**Source passage:**
○ ○ ○ ○
From 35db795fbb819f3b68519fc3b641595267c37d11 Mon Sep 17 00:00:00 2001
From: Qubitium <qubitium@modelcloud.ai>
Date: Sat, 18 Oct 2025 00:05:13 +0000
Subject: [PATCH 5/7] update depends

---
 pyproject.toml   | 4 ++--
 requirements.txt | 4 ++--
 2 files changed, 4 insertions(+), 4 deletions(-)

diff --git a/pyproject.toml b/pyproject.toml
index 239f45dbd..b6e484ea4 100644
--- a/pyproject.toml
+++ b/pyproject.toml
@@ -33,9 +33,9 @@ classifiers = [
 dependencies = [
     "accelerate>=1.10.1",
     "numpy==2.2.6",
-    "torch>=2.8.0",
+    "torch>=2.9.0",
     "safetensors>=0.6.2",
-    "transformers>=4.57.0",
+    "transformers>=4.57.1",
     "threadpoolctl>=3.6.0",
     "packaging>=24.2",
     "device-smi>=0.5.1",
diff --git a/requirements.txt b/requirements.txt
index 0134a22e4..a9697fcb5 100644
--- a/requirements.txt
+++ b/requirements.txt
@@ -1,8 +1,8 @@
 accelerate>=1.10.1
 numpy==2.2.6
-torch>=2.8.0
+torch>=2.9.0
 safetensors>=0.6.2
-transformers>=4.57.0
+transformers>=4.57.1
 threadpoolctl>=3.6.0
 packaging>=24.2
 device-smi>=0.5.1

From 8b282dca30b9e01a8c2df9826e8b664385821a16 Mon Sep 17 00:00:00 2001
From: Qubitium <qubitium@modelcloud.ai>
Date: Sat, 18 Oct 2025 00:25:44 +0000
Subject: [PATCH 6/7] offload needs more locking

---
 gptqmodel/utils/nogil_patcher.py | 12 ++++++++----
 gptqmodel/utils/offload.py       |  9 +++++++--
 2 files changed, 15 insertions(+), 6 deletions(-)

diff --git a/gptqmodel/utils/nogil_patcher.py b/gptqmodel/utils/nogil_patcher.py
index 8ea35bbe2..7caf904fd 100644
--- a/gptqmodel/utils/nogil_patcher.py
+++ b/gptqmodel/utils/nogil_patcher.py
@@ -6,6 +6,7 @@
 """Straightforward monkey patch helpers for nogil runtimes."""
○ ○ ○ ○
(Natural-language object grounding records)

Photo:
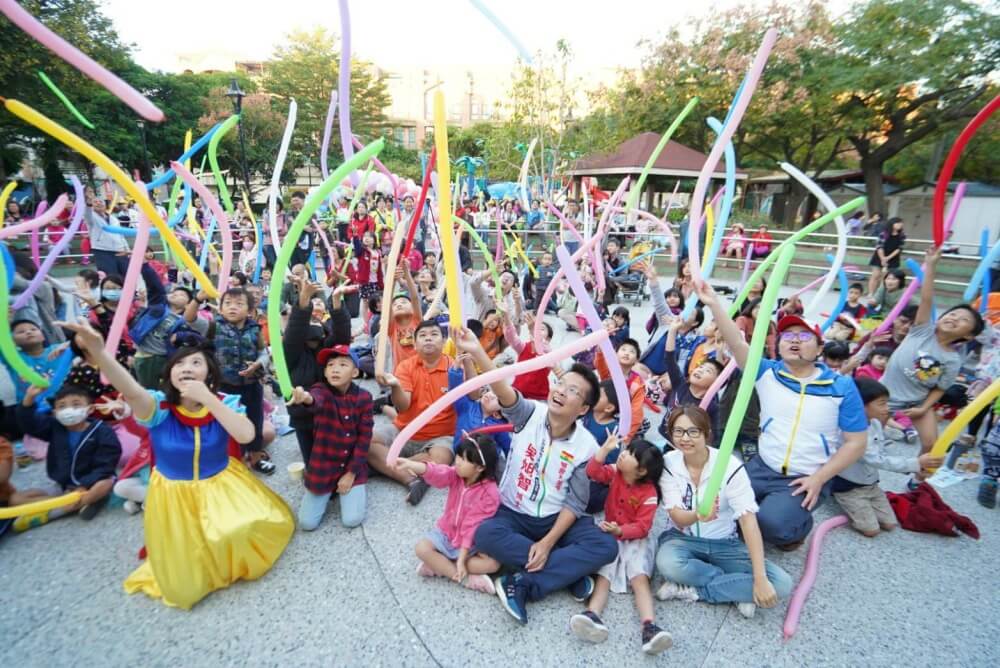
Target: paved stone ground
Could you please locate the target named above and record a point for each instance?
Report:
(350, 597)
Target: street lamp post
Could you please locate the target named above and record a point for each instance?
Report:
(236, 95)
(145, 151)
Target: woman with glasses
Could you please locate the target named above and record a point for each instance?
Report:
(702, 556)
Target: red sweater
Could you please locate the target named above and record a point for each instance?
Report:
(632, 507)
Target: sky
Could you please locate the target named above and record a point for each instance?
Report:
(392, 33)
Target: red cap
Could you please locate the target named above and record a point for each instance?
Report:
(340, 351)
(793, 320)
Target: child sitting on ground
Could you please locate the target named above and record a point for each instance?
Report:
(83, 453)
(475, 410)
(856, 488)
(342, 432)
(629, 513)
(447, 550)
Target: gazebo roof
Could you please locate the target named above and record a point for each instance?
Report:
(631, 155)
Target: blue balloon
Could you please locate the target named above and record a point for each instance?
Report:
(918, 274)
(197, 146)
(844, 287)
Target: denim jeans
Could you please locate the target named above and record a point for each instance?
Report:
(352, 508)
(719, 569)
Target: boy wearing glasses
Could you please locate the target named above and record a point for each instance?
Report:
(812, 425)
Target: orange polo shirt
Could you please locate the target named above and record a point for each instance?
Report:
(425, 387)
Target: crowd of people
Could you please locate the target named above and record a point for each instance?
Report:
(544, 492)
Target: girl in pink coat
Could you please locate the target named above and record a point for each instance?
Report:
(448, 550)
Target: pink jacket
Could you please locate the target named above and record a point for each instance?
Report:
(466, 507)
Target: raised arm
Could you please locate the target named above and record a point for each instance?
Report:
(135, 395)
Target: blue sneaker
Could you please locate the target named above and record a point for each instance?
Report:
(514, 596)
(582, 588)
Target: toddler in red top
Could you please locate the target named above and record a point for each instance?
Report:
(342, 433)
(448, 550)
(628, 514)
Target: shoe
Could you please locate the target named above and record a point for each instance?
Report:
(987, 496)
(588, 626)
(582, 589)
(417, 490)
(513, 595)
(671, 591)
(480, 583)
(655, 639)
(25, 522)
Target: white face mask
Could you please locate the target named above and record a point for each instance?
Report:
(68, 417)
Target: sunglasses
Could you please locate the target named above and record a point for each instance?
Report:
(800, 337)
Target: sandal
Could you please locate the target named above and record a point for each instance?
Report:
(265, 465)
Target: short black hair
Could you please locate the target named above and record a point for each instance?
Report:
(425, 324)
(588, 375)
(70, 390)
(870, 389)
(837, 350)
(475, 327)
(633, 343)
(238, 292)
(609, 390)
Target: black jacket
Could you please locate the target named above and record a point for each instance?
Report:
(95, 459)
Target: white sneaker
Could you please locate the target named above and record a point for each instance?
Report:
(671, 591)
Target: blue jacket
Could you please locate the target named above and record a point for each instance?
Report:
(95, 459)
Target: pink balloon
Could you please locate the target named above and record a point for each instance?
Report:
(593, 242)
(77, 59)
(915, 283)
(742, 102)
(714, 388)
(587, 306)
(120, 320)
(809, 574)
(220, 217)
(35, 223)
(57, 250)
(544, 361)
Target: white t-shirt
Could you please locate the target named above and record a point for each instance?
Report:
(736, 495)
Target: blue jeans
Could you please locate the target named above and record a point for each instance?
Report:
(718, 569)
(582, 550)
(781, 517)
(352, 508)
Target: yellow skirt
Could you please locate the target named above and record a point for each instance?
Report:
(203, 535)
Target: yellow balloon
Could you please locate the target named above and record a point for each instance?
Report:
(50, 127)
(953, 430)
(444, 208)
(39, 506)
(4, 196)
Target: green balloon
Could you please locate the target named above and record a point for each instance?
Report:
(285, 255)
(767, 304)
(213, 160)
(855, 203)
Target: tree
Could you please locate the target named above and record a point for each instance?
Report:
(906, 70)
(306, 67)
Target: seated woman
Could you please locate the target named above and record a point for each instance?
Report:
(701, 556)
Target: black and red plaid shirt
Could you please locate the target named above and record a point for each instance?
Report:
(342, 429)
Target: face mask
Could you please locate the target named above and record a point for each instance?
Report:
(68, 417)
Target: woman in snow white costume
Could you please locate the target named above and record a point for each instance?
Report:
(208, 522)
○ ○ ○ ○
**Check your understanding:**
1/ Quote the patch excerpt from "From 35db795fbb819f3b68519fc3b641595267c37d11 Mon" to "insertions(+), 4 deletions(-)".
2/ In the patch excerpt, what minimum transformers version does the "update depends" patch set?
3/ Summarize the patch excerpt in three sentences.
The records have no connection to the patch excerpt.

**List of answers:**
1/
From 35db795fbb819f3b68519fc3b641595267c37d11 Mon Sep 17 00:00:00 2001
From: Qubitium <qubitium@modelcloud.ai>
Date: Sat, 18 Oct 2025 00:05:13 +0000
Subject: [PATCH 5/7] update depends

---
 pyproject.toml   | 4 ++--
 requirements.txt | 4 ++--
 2 files changed, 4 insertions(+), 4 deletions(-)

2/ transformers>=4.57.1

3/ The patch excerpt contains two patches from Qubitium dated October 18, 2025. Patch 5 of 7, "update depends," raises the minimum torch version from 2.8.0 to 2.9.0 and the minimum transformers version from 4.57.0 to 4.57.1 in both pyproject.toml and requirements.txt. Patch 6 of 7, "offload needs more locking," changes gptqmodel/utils/nogil_patcher.py and gptqmodel/utils/offload.py, with 15 insertions and 6 deletions.